- [EXCERPTED PASSAGE]:
-------

GridGain DataFrame
Overview
The Apache Spark DataFrame API introduced the concept of a schema to describe the data, allowing Spark to manage the schema and organize the data into a tabular format. To put it simply, a DataFrame is a distributed collection of data organized into named columns. It is conceptually equivalent to a table in a relational database and allows Spark to leverage the Catalyst query optimizer to produce much more efficient query execution plans in comparison to RDDs, which are just collections of elements partitioned across the nodes of the cluster.
GridGain expands DataFrame, simplifying development and improving data access times whenever GridGain is used as memory-centric storage for Spark. Benefits include:
-
Ability to share data and state across Spark jobs by writing and reading DataFrames to/from Ignite.
-
Faster SparkSQL queries by optimizing Spark query execution plans with Ignite SQL engine which include advanced indexing and avoid data movement across the network from Ignite to Spark.
Integration
IgniteRelationProvider
is an implementation of the Spark RelationProvider
and CreatableRelationProvider
interfaces. The IgniteRelationProvider
can talk directly to Ignite tables through the Spark SQL interface. The data are loaded and exchanged via IgniteSQLRelation
that executes filtering operations on the Ignite side. For now, grouping, joining or ordering operations are fulfilled on the Spark side. These operations will be optimized and processed on the GridGain side in upcoming releases. IgniteSQLRelation
utilizes the partitioned nature of Ignite’s architecture and provides partitioning information to Spark.
Spark Session
To use the Apache Spark DataFrame API, it is necessary to create an entry point for programming with Spark. This is achieved through the use of a SparkSession
object, as shown in the following example:
// Creating spark session.
SparkSession spark = SparkSession.builder()
.appName("Example Program")
.master("local")
.config("spark.executor.instances", "2")
.getOrCreate();
// Creating spark session.
implicit val spark = SparkSession.builder()
.appName("Example Program")
.master("local")
.config("spark.executor.instances", "2")
.getOrCreate()
Reading DataFrames
In order to read data from GridGain, you need to specify its format and the path to the GridGain configuration file. For example, assume an GridGain table named ‘person’ is created and deployed in GridGain, as follows:
CREATE TABLE person (
id LONG,
name VARCHAR,
city_id LONG,
PRIMARY KEY (id, city_id)
) WITH "backups=1, affinityKey=city_id”;
The following Spark code can find all the rows from the 'person' table where the name is ‘Mary Major’:
SparkSession spark = ...

-------

- [MATERIAL SHOWN]:
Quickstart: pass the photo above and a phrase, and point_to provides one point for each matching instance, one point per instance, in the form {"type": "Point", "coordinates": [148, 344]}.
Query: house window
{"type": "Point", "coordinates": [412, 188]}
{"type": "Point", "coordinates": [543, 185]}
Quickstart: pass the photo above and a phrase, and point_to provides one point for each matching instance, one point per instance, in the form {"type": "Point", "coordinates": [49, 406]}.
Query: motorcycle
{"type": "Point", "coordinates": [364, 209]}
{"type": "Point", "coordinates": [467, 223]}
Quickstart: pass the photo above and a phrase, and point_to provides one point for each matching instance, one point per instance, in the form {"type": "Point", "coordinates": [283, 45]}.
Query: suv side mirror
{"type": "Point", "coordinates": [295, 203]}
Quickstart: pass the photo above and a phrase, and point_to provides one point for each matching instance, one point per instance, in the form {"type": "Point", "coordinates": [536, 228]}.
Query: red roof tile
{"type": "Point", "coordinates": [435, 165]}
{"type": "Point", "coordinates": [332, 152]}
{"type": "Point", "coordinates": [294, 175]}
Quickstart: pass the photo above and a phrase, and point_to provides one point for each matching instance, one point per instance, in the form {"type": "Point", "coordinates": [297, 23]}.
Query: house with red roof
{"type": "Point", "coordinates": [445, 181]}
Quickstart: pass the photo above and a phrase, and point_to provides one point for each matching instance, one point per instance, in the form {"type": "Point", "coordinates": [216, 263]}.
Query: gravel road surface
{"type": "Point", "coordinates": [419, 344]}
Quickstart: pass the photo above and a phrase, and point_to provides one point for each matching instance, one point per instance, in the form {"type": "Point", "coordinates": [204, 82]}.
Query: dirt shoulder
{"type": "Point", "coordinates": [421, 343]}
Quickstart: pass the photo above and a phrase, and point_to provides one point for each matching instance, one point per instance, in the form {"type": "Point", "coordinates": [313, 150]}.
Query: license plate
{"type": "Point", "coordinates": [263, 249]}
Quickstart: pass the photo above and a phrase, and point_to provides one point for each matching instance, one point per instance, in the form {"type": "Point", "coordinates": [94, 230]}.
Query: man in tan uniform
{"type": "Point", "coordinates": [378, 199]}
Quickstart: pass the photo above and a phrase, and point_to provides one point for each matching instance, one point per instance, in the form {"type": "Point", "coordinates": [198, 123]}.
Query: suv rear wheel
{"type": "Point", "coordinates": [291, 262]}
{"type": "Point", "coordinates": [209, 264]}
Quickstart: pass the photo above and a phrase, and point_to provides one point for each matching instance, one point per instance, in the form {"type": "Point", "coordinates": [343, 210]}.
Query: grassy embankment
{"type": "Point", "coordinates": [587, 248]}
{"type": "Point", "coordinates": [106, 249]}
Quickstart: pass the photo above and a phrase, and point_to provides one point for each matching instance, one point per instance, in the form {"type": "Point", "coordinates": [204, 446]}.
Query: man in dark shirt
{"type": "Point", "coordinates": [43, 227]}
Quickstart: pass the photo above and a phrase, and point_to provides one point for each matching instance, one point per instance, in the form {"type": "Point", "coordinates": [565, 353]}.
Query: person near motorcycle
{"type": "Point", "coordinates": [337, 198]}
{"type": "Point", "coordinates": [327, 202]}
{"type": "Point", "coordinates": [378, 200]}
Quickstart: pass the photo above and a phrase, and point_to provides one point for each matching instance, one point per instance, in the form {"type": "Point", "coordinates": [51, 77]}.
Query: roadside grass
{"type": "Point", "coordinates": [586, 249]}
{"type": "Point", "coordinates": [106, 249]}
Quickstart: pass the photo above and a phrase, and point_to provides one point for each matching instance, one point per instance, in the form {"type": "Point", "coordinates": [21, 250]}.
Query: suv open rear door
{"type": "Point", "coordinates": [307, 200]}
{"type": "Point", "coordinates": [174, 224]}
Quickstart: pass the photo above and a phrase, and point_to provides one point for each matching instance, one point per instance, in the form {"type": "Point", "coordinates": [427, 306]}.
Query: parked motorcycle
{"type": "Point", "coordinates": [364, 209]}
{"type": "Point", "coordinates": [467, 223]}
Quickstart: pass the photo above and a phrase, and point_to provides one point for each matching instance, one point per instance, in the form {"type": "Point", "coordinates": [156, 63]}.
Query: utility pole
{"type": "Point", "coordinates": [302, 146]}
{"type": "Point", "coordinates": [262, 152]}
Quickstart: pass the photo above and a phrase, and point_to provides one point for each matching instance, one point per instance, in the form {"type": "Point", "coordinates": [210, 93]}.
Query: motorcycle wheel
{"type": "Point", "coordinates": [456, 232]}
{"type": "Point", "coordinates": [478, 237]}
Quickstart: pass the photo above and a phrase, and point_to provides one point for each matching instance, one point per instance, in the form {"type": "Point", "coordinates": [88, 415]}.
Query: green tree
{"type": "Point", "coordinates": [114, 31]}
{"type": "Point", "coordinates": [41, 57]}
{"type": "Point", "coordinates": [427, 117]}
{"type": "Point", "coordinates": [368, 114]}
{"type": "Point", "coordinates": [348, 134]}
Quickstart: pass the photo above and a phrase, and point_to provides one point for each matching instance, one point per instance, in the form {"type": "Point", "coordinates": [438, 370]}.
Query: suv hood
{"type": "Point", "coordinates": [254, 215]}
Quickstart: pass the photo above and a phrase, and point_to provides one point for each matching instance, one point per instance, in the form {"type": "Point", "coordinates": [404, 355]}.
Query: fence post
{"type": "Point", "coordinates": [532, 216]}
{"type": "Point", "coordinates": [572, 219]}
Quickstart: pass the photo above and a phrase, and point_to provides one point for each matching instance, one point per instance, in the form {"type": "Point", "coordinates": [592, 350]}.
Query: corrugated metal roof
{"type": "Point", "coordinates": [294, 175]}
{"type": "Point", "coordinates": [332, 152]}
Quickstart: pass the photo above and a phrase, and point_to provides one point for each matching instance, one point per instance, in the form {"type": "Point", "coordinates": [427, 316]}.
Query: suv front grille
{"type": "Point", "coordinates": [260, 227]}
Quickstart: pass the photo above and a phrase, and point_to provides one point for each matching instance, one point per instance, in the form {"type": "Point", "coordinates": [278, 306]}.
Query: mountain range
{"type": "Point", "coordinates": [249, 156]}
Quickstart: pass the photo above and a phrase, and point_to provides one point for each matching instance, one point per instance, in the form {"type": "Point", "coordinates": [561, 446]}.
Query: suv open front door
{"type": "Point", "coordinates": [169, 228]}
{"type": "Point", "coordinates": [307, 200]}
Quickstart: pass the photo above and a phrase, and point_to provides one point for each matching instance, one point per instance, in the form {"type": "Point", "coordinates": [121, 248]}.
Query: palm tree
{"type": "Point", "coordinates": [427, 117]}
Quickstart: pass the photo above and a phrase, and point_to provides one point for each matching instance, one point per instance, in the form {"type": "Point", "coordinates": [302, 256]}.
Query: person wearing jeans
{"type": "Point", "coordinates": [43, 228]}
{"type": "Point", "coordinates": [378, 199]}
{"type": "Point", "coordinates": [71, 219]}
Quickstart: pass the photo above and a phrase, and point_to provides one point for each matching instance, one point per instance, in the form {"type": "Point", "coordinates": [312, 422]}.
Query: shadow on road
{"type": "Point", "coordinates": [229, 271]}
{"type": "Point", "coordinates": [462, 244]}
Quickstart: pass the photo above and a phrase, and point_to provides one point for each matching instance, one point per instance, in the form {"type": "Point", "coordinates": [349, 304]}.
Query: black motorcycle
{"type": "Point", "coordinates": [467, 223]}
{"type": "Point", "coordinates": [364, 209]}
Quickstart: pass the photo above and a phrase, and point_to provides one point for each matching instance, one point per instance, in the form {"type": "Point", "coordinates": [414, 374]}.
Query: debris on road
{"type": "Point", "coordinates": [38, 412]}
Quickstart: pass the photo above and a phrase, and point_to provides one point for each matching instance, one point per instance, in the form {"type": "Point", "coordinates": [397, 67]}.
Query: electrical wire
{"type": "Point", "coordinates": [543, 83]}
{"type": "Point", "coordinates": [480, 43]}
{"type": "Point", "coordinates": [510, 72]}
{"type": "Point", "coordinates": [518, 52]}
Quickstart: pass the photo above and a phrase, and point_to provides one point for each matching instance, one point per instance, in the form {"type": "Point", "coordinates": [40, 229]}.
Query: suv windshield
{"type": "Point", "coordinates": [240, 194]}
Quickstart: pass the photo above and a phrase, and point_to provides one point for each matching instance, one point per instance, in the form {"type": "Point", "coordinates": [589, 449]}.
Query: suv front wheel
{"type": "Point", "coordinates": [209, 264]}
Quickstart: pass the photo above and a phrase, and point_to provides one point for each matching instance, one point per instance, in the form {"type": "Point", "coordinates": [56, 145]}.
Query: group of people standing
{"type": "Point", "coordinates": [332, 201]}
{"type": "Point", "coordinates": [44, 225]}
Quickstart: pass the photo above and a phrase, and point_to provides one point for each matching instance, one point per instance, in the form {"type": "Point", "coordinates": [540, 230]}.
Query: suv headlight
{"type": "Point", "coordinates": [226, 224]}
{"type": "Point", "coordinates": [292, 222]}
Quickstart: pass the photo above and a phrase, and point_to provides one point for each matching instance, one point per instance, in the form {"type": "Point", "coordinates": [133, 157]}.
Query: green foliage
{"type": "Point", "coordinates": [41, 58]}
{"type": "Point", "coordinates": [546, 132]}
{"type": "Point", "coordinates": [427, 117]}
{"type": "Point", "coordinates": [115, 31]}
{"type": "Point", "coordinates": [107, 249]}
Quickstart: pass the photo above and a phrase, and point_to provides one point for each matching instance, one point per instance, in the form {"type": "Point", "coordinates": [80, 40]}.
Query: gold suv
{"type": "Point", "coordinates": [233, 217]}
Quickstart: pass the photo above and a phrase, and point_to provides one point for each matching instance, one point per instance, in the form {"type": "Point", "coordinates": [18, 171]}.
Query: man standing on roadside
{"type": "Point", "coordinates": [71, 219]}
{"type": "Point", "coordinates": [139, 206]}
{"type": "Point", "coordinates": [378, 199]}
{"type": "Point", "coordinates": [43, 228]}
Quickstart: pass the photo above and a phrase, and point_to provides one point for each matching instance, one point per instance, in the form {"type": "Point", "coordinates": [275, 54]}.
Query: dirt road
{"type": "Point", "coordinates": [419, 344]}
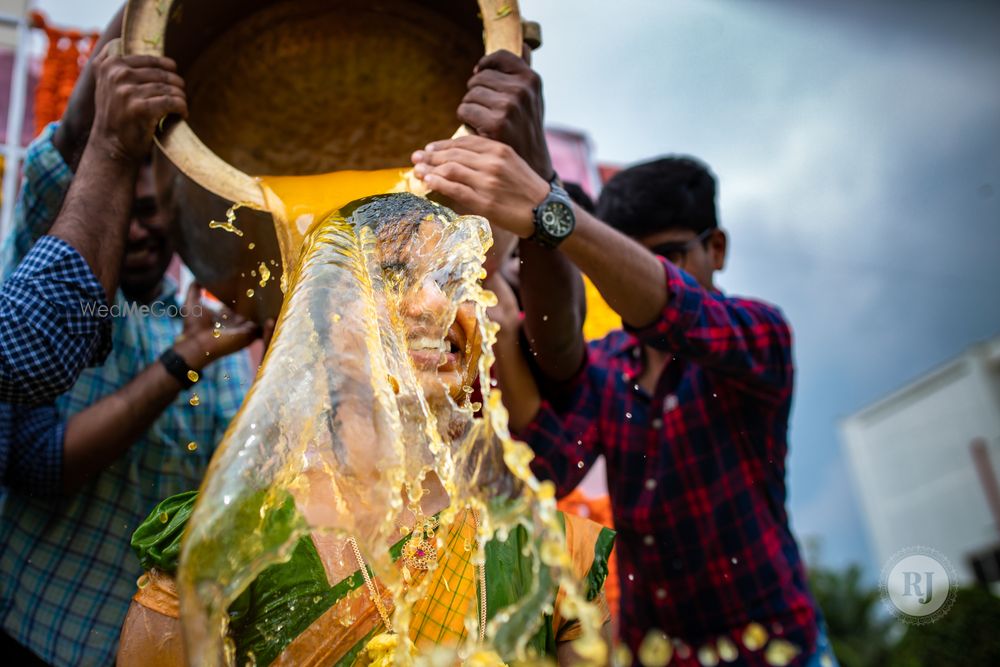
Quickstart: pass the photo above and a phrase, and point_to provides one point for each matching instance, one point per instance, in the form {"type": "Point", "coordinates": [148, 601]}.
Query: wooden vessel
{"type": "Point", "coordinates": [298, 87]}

-------

- [TO BE DONE]:
• 1. Name every column defined in the CREATE TABLE statement for the 'person' table on the GridGain DataFrame page.
• 2. Pick up the GridGain DataFrame page right after its last line and carry it forward.

- [RESPONSES FOR EACH TASK]:
• 1. id, name, city_id

• 2.
String cfgPath = "path/to/config/file";
Dataset<Row> df = spark.read()
.format(IgniteDataFrameSettings.FORMAT_IGNITE()) //Data source
.option(IgniteDataFrameSettings.OPTION_TABLE(), "person") //Table to read.
.option(IgniteDataFrameSettings.OPTION_CONFIG_FILE(), CONFIG) //Ignite config.
.load();
df.createOrReplaceTempView("person");
Dataset<Row> igniteDF = spark.sql(
"SELECT * FROM person WHERE name = 'Mary Major'");
val spark: SparkSession = …
val cfgPath: String = "path/to/config/file"
val df = spark.read
.format(FORMAT_IGNITE) // Data source type.
.option(OPTION_TABLE, "person") // Table to read.
.option(OPTION_CONFIG_FILE, cfgPath) // Ignite config.
.load()
df.createOrReplaceTempView("person")
val igniteDF = spark.sql("SELECT * FROM person WHERE name = 'Mary Major'")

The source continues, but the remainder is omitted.